Task inputs:
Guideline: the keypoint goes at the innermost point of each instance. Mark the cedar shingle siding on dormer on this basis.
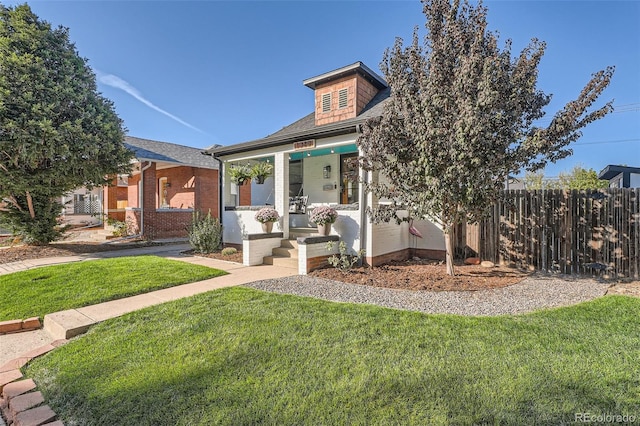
(359, 94)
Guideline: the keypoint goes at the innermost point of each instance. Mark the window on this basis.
(342, 98)
(162, 192)
(326, 102)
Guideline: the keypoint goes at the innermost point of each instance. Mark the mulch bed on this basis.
(426, 275)
(416, 274)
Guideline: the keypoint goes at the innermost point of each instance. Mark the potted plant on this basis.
(240, 174)
(260, 171)
(323, 217)
(266, 216)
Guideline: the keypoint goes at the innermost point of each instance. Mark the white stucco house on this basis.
(312, 168)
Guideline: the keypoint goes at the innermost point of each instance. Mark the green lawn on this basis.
(241, 356)
(40, 291)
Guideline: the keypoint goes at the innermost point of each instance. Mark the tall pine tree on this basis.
(57, 133)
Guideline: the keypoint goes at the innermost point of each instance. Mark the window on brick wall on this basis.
(342, 98)
(326, 102)
(162, 192)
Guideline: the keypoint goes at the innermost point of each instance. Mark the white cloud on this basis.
(118, 83)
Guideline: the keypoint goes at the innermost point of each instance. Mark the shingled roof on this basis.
(305, 128)
(165, 152)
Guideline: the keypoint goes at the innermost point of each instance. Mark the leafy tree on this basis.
(577, 178)
(536, 181)
(581, 178)
(57, 133)
(461, 117)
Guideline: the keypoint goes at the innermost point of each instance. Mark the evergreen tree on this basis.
(57, 133)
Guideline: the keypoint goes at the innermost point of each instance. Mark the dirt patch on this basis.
(427, 275)
(626, 289)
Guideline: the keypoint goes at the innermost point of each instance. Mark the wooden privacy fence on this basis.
(571, 232)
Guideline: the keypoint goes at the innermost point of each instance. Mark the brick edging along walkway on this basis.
(20, 403)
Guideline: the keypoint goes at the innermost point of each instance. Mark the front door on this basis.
(348, 178)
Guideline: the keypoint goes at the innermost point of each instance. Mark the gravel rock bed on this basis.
(533, 293)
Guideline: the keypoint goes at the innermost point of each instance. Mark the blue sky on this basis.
(206, 72)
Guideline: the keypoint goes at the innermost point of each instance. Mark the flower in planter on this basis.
(240, 174)
(260, 171)
(267, 214)
(323, 215)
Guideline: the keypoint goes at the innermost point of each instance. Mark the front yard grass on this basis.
(40, 291)
(241, 356)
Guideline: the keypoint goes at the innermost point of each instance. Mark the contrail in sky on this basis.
(118, 83)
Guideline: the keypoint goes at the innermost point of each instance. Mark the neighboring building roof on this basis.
(358, 68)
(165, 152)
(612, 171)
(305, 128)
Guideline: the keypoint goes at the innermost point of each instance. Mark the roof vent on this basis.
(326, 102)
(342, 98)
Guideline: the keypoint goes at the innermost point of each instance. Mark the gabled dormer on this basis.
(343, 93)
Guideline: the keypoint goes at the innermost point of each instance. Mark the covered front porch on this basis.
(305, 175)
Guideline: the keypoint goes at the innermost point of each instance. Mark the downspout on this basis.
(220, 188)
(364, 179)
(142, 169)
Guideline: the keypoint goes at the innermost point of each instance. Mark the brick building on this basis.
(167, 183)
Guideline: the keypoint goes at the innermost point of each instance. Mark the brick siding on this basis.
(189, 188)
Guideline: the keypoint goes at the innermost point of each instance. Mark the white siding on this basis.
(314, 182)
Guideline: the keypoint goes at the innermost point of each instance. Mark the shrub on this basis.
(205, 233)
(343, 261)
(323, 215)
(267, 214)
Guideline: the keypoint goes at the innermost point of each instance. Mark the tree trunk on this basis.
(32, 213)
(448, 242)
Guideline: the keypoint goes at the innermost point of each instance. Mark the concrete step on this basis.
(289, 244)
(285, 252)
(303, 232)
(283, 262)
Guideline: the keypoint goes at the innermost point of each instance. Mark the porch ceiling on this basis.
(340, 149)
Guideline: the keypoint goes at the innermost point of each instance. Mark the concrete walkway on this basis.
(70, 323)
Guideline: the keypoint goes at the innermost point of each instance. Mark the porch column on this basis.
(281, 189)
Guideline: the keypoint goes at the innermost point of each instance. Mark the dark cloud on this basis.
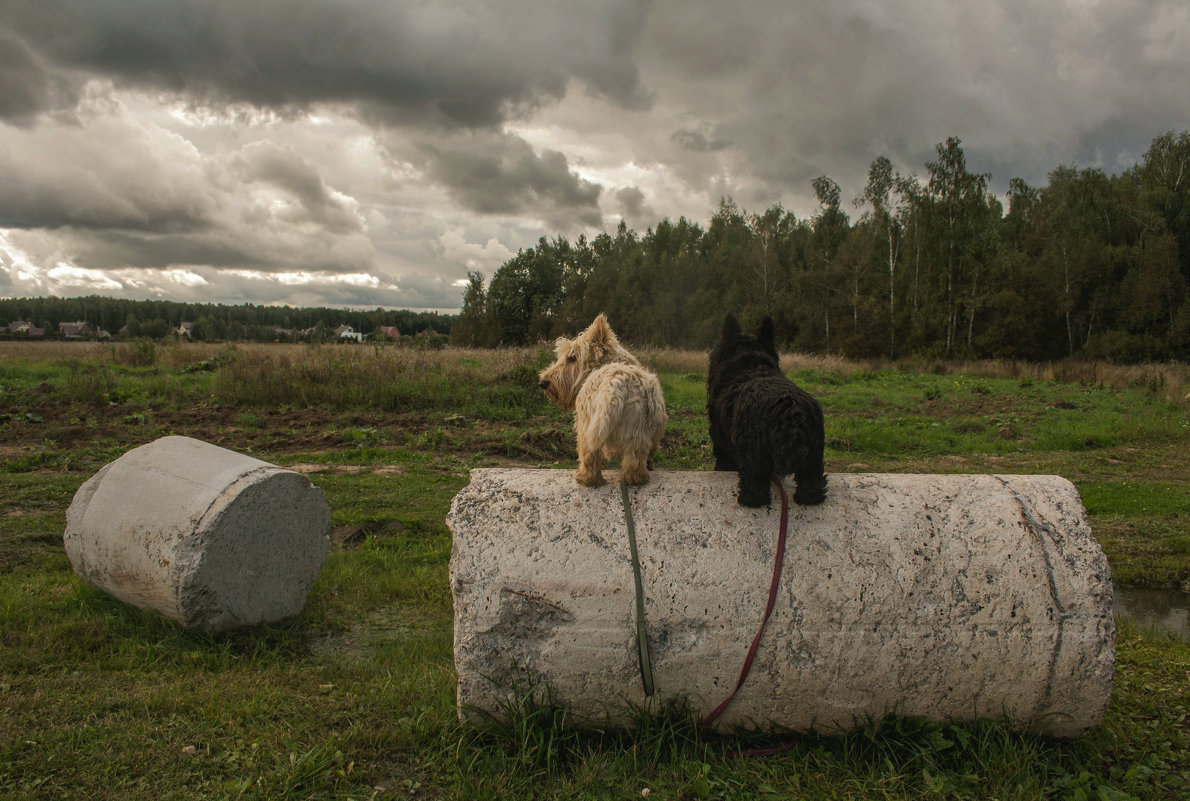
(27, 86)
(286, 169)
(382, 149)
(462, 63)
(632, 204)
(501, 174)
(699, 139)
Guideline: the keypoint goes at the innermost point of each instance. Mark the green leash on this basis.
(646, 665)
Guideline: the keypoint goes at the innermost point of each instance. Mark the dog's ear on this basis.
(599, 336)
(731, 326)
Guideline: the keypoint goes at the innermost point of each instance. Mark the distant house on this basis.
(25, 327)
(75, 330)
(348, 332)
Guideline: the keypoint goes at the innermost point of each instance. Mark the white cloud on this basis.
(364, 152)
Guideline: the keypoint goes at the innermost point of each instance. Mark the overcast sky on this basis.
(371, 152)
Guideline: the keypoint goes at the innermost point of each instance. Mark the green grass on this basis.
(354, 699)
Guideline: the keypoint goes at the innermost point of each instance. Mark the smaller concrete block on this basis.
(207, 537)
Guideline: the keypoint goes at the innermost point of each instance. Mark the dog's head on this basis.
(734, 345)
(577, 357)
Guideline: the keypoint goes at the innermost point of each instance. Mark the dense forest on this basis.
(1088, 266)
(156, 319)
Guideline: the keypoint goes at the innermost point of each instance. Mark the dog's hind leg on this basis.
(633, 470)
(590, 464)
(756, 477)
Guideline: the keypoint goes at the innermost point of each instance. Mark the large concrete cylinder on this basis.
(943, 596)
(205, 536)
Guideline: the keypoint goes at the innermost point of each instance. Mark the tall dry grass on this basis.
(326, 367)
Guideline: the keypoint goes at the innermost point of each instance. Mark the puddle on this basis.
(1154, 608)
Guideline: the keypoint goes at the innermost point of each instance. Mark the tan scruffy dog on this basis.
(619, 407)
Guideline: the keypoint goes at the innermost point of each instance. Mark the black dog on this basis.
(762, 424)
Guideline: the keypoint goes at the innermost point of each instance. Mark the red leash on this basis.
(768, 611)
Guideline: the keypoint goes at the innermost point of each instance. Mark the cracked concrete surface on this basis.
(946, 596)
(207, 537)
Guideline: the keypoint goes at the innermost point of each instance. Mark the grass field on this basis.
(355, 698)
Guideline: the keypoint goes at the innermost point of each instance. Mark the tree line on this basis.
(1088, 266)
(156, 319)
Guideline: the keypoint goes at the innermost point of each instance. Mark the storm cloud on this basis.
(369, 152)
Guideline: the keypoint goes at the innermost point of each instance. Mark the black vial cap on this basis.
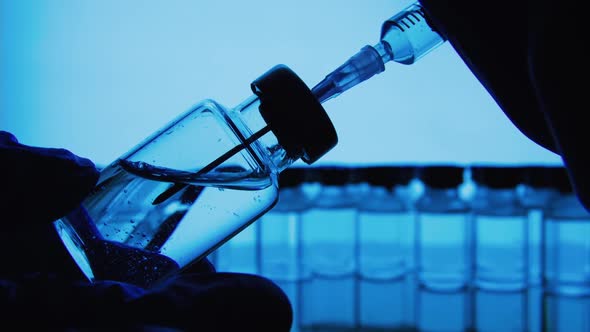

Goal of the exercise:
All of the data is to be transcribed exactly, with images omitted.

Answer below:
Guideline: the keypoint goes at the innermost point of each instance. Mark the cedar shingle siding on dormer on this basis.
(359, 94)
Guideline: the keypoint goes at the innermost point of each instance. Mark the window on this basis.
(342, 98)
(162, 192)
(326, 102)
Guideline: the keypoint goes at the innermost point of each instance. Mark the mulch bed on this basis.
(426, 275)
(416, 274)
Guideline: the keypoint goes at the innermost point of each instance. Mark the potted plant on this basis.
(240, 174)
(260, 171)
(323, 217)
(266, 216)
Guideline: the keypoint goes at the innermost point of each instance. Mark the white stucco house on this basis.
(312, 168)
Guideline: the keypoint goes at the innermost point of each instance. Mark the green lawn on this basis.
(241, 356)
(40, 291)
Guideline: the keypoint goes at the innermost point of each instance. Mark the tall pine tree on this basis.
(57, 133)
Guideline: the keypoint goes at the innermost point of each instance. Mark the window on brick wall on this basis.
(342, 98)
(326, 102)
(162, 192)
Guideline: the keypoint goes at the innermost point of each instance. Mark the white cloud on this basis.
(118, 83)
Guideline: the keypoint goes at the innermost point of each instance. Mark the shingled roof on this basis.
(305, 128)
(165, 152)
Guideline: the keypoint goes at the innermost point of each instance. Mark the leafy tree on this basis.
(577, 178)
(536, 181)
(581, 178)
(57, 133)
(461, 117)
Guideline: the keypoint goes at the innermost point of each instance. Mark the evergreen tree on this basis.
(57, 133)
Guideline: the keypoint goes at the innermost point of each instance. Mark the dirt patch on this basis.
(427, 275)
(626, 289)
Guideline: the keypoint goes at the innermost point of each instance. Mark the wooden privacy fence on this basis.
(571, 232)
Guideline: the keypoint goes at the innermost point of each instance. Mark the brick edging along walkway on this basis.
(20, 403)
Guideline: the keypoint goes at the innermost point of each instance. Mark the front door on this basis.
(348, 178)
Guideline: the keypoint goes at the innermost point of each instance. Mark the gravel rock bed on this basis.
(533, 293)
Guideline: the keypoint goes at the innermost point of each instance. Mark the blue sky on this basis.
(206, 72)
Guideline: the keypoint goes at the innermost point of each instance. Mark the flower in planter on this basis.
(240, 174)
(260, 171)
(267, 214)
(323, 215)
Guideline: the keypoint goes at the innermost point of each instance. Mark the front yard grass on this basis.
(40, 291)
(241, 356)
Guideline: the keypoint goes at the innermost point of each instance. Mark the contrail in sky on this basis.
(118, 83)
Guideline: the keypoint goes at the innermost point of each instance. Mark the neighboring building roof on this basis.
(358, 68)
(165, 152)
(612, 171)
(305, 128)
Guideline: the keypoint goes at the innermost point of each instance. Mark the roof vent on this basis.
(326, 102)
(342, 98)
Guideline: the keypoint goes at the innermost point of each instance. Mark the gabled dormer on this basis.
(343, 93)
Guideline: the keypoint goes at the innermost point of each instance. Mark the covered front porch on this basis.
(305, 175)
Guideline: the keypoint goes at the innermost point of each instance. Mark the downspout on this basis.
(220, 188)
(364, 179)
(142, 169)
Guideline: the keypoint goes at the innermost point of each instance. Mark the brick building on this basis.
(167, 183)
Guideline: the keypoint goes at the innermost point of each instance. Mark the brick siding on this basis.
(189, 188)
Guideline: the keypoint goes at the innermost point of each instance. Mark the white siding on this basis.
(314, 182)
Guideline: the keypoint goes at the innermost point of each instance. Mark the shrub on this basis.
(205, 233)
(343, 261)
(323, 215)
(267, 214)
Guideline: the keypoint goes at the innermost point of each instance. Mark the tree trunk on this basis.
(32, 213)
(448, 242)
Guideline: the keypoint goes at the innermost point of each instance. Mark the concrete step on this basis.
(289, 244)
(285, 252)
(303, 232)
(283, 262)
Guideline: the keypoint goes at the innermost point of each instance. Mark the porch ceiling on this basis.
(340, 149)
Guideline: the keypoint goes at the innermost point of each instance. Mark the concrete walkway on this basis.
(70, 323)
Guideline: the keypoint goes at the innermost point of each instance. Mark the porch column on this basis.
(281, 189)
Guideline: the keypoint goes at the innermost point of each instance. Mark the dark cloud on this basis.
(27, 86)
(286, 169)
(382, 149)
(462, 63)
(632, 204)
(501, 174)
(699, 139)
Guideline: the keypoint goes at the innermost point of each instance. Mark the green leash on this basis.
(646, 665)
Guideline: the keypoint goes at the innermost point of each instance. Mark the dog's ear on this basis.
(599, 336)
(731, 326)
Guideline: the keypoint goes at the innermost point of each instance. Mark the distant house on this basis.
(25, 327)
(75, 330)
(348, 332)
Guideline: the keypoint goes at the innermost point of each instance. Mark the white cloud on this basis.
(364, 152)
Guideline: the keypoint goes at the innermost point of each instance. Mark the overcast sky on this basis.
(371, 152)
Guideline: the keypoint goes at the innermost point of each instance. Mark the green grass on this basis.
(354, 699)
Guideline: the keypoint goes at the innermost point of each instance. Mark the smaller concrete block on this basis.
(207, 537)
Guideline: the keypoint goes at the innermost point of each instance. Mark the dog's head on this basis.
(734, 345)
(577, 357)
Guideline: the keypoint goes at the innermost point of each instance. Mark the dense forest on this basis.
(1088, 266)
(156, 319)
Guideline: the keypoint goes at the innermost point of each instance. Mark the dog's hind leg on this basis.
(633, 470)
(590, 464)
(756, 477)
Guideline: the keypoint goes at the innermost point of each instance. Mark the large concrete cylinder on this basis.
(943, 596)
(205, 536)
Guideline: the keypoint goes at the innermost point of each instance. Mark the tall dry grass on this basis.
(326, 367)
Guideline: the keypoint goes at the innermost point of each instance. Mark the puddle on this basis.
(1154, 608)
Guideline: the keypoint goes at the innermost point of each instance. Mark the tan scruffy dog on this basis.
(619, 407)
Guideline: the keypoint goes at the innermost point of each instance. Mark the black dog on this basis.
(762, 424)
Guideline: the keypoint goes at the innermost point of each instance. Mark the red leash on this basis.
(768, 611)
Guideline: the keypoint goes at the innermost point of each instance. Mark the cracked concrete surface on this basis.
(946, 596)
(207, 537)
Guideline: the keypoint goes at the innermost point of each instance. Mark the grass field on this basis.
(355, 698)
Guideline: the keypoint goes at the innermost point of each instance. Mark the tree line on this basis.
(1088, 266)
(156, 319)
Guideline: the keypoint goes at the innermost point of each instance. Mark the storm cloud on this basis.
(369, 152)
Guideline: the keypoint goes at the innermost point of each instance. Mark the black vial cap on this basis.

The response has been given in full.